From the listing that follows, extract every line and set it down unaltered.

# [DATA PROVIDED]
[Start]

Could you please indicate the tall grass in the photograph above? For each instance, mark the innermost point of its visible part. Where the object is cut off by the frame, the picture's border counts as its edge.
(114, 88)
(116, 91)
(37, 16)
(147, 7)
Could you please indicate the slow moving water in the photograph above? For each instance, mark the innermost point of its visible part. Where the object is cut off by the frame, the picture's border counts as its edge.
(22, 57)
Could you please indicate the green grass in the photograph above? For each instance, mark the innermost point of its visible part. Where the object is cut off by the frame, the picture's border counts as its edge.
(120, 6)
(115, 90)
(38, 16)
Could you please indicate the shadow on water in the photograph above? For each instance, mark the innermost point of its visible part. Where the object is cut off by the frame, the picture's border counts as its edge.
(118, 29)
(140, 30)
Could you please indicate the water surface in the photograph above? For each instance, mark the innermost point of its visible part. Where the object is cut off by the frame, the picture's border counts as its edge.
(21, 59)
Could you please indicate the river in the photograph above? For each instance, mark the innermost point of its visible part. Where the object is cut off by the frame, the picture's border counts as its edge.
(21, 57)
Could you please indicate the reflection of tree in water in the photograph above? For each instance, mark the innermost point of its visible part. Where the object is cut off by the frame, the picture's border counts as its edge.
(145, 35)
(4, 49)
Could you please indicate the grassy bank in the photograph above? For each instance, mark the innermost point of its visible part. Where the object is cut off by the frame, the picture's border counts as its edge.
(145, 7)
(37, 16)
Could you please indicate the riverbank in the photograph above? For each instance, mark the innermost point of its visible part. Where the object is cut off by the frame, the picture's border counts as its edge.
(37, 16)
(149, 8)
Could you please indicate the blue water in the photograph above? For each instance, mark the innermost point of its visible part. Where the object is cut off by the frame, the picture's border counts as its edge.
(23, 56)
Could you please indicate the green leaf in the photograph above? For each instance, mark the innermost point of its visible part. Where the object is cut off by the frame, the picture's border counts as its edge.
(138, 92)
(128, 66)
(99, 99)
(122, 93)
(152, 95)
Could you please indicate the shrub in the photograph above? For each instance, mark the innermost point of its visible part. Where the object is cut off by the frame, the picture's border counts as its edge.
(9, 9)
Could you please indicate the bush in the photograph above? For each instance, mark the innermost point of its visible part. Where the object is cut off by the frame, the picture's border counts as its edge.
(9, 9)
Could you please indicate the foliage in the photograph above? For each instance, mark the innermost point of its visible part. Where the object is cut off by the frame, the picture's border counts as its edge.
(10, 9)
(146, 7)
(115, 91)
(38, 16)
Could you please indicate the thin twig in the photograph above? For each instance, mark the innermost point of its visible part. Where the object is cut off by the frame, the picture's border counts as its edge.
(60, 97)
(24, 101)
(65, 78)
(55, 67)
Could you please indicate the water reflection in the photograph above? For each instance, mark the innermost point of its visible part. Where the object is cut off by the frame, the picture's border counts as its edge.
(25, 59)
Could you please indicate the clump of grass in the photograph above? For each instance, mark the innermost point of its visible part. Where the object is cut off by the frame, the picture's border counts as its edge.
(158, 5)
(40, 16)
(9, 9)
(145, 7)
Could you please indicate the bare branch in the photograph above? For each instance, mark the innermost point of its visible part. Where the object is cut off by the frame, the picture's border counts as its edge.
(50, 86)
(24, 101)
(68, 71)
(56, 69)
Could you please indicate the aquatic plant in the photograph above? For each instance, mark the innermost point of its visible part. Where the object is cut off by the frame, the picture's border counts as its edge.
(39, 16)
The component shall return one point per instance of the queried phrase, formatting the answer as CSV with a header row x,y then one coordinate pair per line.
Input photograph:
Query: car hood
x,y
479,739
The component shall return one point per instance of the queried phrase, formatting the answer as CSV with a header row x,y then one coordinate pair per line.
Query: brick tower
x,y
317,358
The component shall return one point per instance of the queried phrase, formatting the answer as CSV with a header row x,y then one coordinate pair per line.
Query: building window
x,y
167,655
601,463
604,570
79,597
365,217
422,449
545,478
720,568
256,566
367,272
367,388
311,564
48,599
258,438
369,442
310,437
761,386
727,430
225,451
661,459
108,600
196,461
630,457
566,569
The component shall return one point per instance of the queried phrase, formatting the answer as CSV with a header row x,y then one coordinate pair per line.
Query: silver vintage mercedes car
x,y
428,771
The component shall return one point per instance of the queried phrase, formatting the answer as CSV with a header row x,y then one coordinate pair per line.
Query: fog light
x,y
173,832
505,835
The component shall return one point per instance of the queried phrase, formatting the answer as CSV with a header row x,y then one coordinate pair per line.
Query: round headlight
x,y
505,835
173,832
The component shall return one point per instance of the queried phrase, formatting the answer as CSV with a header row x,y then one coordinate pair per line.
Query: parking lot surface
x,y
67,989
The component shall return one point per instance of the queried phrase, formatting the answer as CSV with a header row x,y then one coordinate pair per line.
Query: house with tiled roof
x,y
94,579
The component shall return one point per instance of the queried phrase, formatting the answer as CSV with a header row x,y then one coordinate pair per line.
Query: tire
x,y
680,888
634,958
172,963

[End]

# [EXERCISE ANSWER]
Could you please indicate the tall grass in the photograph above? For each instance, mark the innermost point of its visible part. Where the object is cut off by the frame, the picture's border counts as its edge.
(114, 88)
(116, 91)
(37, 16)
(147, 7)
Could you please indicate the slow moving water in the photograph above? For each instance, mark the innermost point of its visible part. Where the object is cut off by the frame, the picture's border counts as its edge.
(22, 57)
Could you please indicate the green grass in the photograph above? For each instance, mark the innermost point of its visible part. Where the object is cut off by the frame, the picture's border counts as its edge.
(120, 6)
(115, 90)
(38, 16)
Could you please indicate the shadow on water in the photograph above? For each instance, mark the innermost point of its visible part. Where the object is cut off by the frame, the picture's border counts as its edge.
(118, 29)
(140, 30)
Could you please indicate the water surface in the photograph above? For each instance, mark the innermost point of its visible part. Where the object is cut off by the frame, the picture's border counts as its edge.
(21, 59)
Could you please indicate the river in the photograph above? For each instance, mark the innermost point of its visible part. Where the object is cut off by the frame, the picture's border counts as its edge.
(21, 57)
Could you please indicate the reflection of tree in water in the photograph above? For each instance, mark the innermost point of its visible part. Where the object is cut off by the frame, the picture's border counts as its edge.
(145, 35)
(4, 49)
Could you please indicate the grassy bank in the photograph above? For each instance, mark the innermost point of its visible part. Where the object is cut off by the frame, the picture's border counts as its edge.
(145, 7)
(37, 16)
Could you please indicate the riverbank in the photograph above? For each instance, mark the innermost point of its visible part. Where the object is cut off by the frame, the picture's border counts as its edge.
(37, 16)
(149, 8)
Could you please indicate the blue water in the photograph above? For each instance, mark the innermost point of its visible part. Where the object is cut off by the frame, the picture's border counts as its edge.
(23, 56)
Could you please indicate the green leaf in the photograph above? For each instance, mark the innermost point of its visible part. Where the object is cut off by the frame, the picture's border counts as its edge.
(138, 92)
(128, 66)
(99, 99)
(122, 93)
(152, 95)
Could you please indicate the shrub in the photograph above? For each instance, mark the innermost point of its visible part. Where the object is cut off by the frame, the picture's border counts as its edge.
(9, 9)
Could you please indicate the bush in the photograph above? For each instance, mark the innermost point of its visible part. Where the object is cut off by the frame, the picture's border counts as its edge.
(9, 9)
Could you please indicate the foliage in the photograph above? For each instance, mark the innermost point of its visible part. Where the object is cut off by the frame, the picture's border counts as its edge.
(10, 9)
(146, 7)
(115, 91)
(38, 16)
Could you please indicate the thin twig in the photograph above? For each instance, mark the innermost point of its visible part. Where the object is cut off by the frame, the picture's border counts as its edge.
(60, 97)
(24, 101)
(65, 78)
(55, 67)
Could you please indicate the water reflection in the photograph above? For each instance, mark the innermost point of its visible part. Where the object is cut off by the frame, the picture's border counts as its edge.
(25, 59)
Could you please indicate the clump of grass in the photograph above? For each instance, mark the innermost point of its visible part. Where the object is cut off by the frame, the picture's border counts as its edge.
(158, 5)
(40, 16)
(9, 9)
(145, 7)
Could you please indicate the bare branch in the photograph above? For each instance, mark the innermost point of its visible part. Where the object is cut off by the frame, the picture's border counts as its edge.
(50, 86)
(24, 101)
(68, 71)
(56, 69)
Could you please indicate the aquatic plant in the photograph above? For each instance, mark the innermost point of its visible part. Where the object is cut off by the frame, the picture's border counts as its edge.
(39, 16)
The component shall return one point per instance of the queried phrase, formatting the answer as CSV with a header row x,y then one coordinate pair per line.
Input photograph:
Query: car hood
x,y
479,739
The component shall return one point per instance of the queried phrase, formatting the answer as CSV with a header row x,y then one coordinate pair per line.
Query: brick tower
x,y
317,358
The component shall return one point per instance of the queried phrase, formatting the answer as CSV with a header row x,y then one coordinate pair per line.
Query: building window
x,y
167,655
601,463
604,570
79,597
365,217
422,449
545,478
720,568
256,566
367,272
367,388
311,564
48,599
258,438
369,442
310,437
761,386
727,430
225,451
661,459
108,600
196,461
630,457
566,569
The component shall return one point per instance of the queried phrase, formatting the answer as CSV with a header row x,y then one coordinate pair per line.
Query: silver vintage mercedes car
x,y
428,771
The component shall return one point per instance of the queried phrase, formatting the answer as CSV with a header row x,y then one coordinate pair per line.
Query: fog light
x,y
173,832
505,835
The component shall return one point per instance of the queried phrase, formatting the answer as CSV with a header row x,y then one coordinate pair per line.
Query: round headlight
x,y
505,835
173,832
The component shall return one point per instance of the queried phrase, formatting the answer as CSV with a header row x,y then one coordinate pair per line.
Query: parking lot surface
x,y
67,989
The component shall return one point per instance of the queried phrase, formatting the answer as CSV with a header row x,y then one coordinate pair per line.
Query: house with tiled roof
x,y
94,579
The component shall return one point per instance of the queried phrase, formatting the answer as CSV with a header row x,y then one coordinate pair per line.
Query: tire
x,y
680,888
634,958
172,963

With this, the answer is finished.